▶ [Task to carry out]: Pull out every line in the records below that contains the word "concrete".

▶ [Dataset content]:
-=-=-=-=-
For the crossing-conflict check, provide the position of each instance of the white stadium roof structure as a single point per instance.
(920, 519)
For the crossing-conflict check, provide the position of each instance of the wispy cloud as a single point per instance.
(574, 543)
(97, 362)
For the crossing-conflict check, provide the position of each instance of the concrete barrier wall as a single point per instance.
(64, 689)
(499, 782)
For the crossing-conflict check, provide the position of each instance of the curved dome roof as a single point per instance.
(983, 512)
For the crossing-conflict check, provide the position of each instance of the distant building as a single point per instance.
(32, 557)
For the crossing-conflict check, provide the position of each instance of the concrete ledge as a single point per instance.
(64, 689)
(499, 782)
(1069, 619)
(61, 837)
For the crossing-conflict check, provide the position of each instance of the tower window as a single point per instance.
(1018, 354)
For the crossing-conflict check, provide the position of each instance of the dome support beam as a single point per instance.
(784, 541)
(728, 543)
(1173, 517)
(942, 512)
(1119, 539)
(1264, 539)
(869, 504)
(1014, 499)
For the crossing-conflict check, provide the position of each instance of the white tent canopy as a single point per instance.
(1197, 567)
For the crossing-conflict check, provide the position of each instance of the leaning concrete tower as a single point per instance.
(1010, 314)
-=-=-=-=-
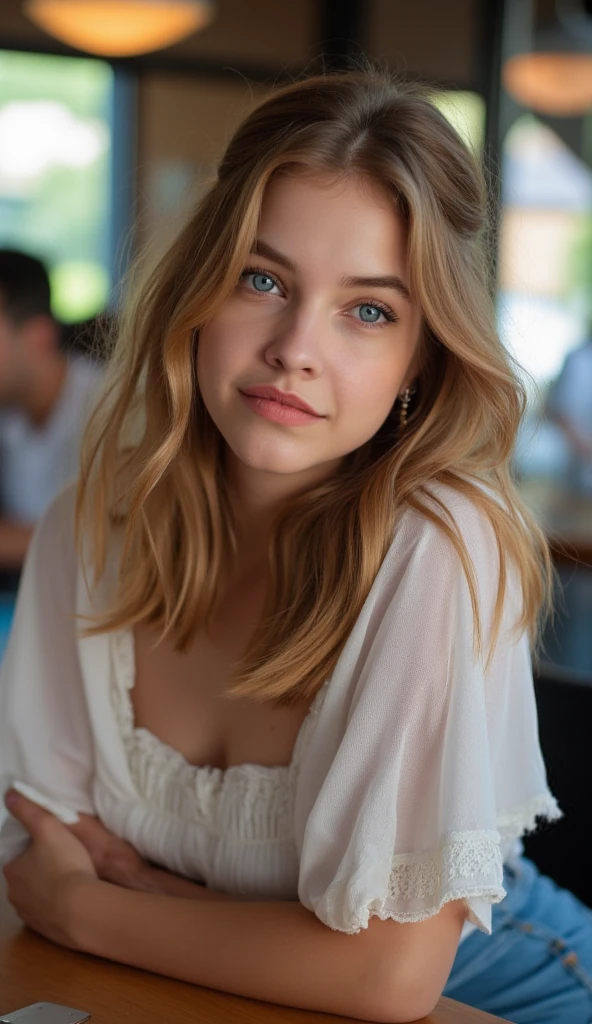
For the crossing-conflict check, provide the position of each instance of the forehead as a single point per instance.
-=-=-=-=-
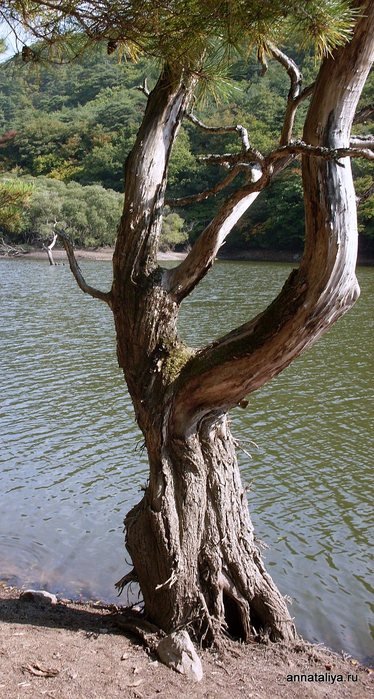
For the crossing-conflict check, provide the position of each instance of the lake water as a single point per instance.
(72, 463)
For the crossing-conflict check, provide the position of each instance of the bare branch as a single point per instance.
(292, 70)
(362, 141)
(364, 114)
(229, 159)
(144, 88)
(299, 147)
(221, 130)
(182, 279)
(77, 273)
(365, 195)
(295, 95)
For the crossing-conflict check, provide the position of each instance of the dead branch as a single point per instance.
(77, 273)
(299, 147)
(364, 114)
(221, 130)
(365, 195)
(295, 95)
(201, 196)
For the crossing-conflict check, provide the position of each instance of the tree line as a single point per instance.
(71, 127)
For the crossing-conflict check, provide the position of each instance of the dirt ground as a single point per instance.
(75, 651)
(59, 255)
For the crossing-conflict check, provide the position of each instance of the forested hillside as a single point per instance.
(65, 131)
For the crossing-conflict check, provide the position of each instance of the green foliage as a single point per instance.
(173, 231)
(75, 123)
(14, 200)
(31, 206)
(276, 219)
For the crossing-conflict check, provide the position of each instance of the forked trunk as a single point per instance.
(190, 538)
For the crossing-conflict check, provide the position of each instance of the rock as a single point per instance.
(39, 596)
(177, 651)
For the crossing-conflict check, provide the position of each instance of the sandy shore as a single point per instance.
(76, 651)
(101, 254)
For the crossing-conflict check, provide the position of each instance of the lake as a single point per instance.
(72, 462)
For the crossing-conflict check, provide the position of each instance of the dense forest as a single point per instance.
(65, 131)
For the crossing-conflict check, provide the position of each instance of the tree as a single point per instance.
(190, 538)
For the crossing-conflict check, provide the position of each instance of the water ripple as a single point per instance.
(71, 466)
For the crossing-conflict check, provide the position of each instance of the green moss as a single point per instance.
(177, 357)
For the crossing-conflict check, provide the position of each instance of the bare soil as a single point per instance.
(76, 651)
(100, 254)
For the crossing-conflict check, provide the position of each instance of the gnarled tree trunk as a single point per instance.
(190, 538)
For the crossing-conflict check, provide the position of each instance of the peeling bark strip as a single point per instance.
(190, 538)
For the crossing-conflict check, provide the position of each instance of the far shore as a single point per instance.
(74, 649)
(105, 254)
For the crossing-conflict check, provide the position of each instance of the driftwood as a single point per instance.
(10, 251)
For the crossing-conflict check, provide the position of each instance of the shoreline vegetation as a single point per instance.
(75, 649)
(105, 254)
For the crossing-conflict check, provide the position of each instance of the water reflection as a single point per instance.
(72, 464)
-=-=-=-=-
▶ [Solution for this exercise]:
For the crossing-conflict check, provide the position of each instance of the concrete barrier wall as a single point per instance.
For the crossing-conflict check, provide the position of each instance of the concrete ledge as a single point per instance.
For the crossing-conflict check, provide the position of each instance of the leaning concrete tower as a single point per instance.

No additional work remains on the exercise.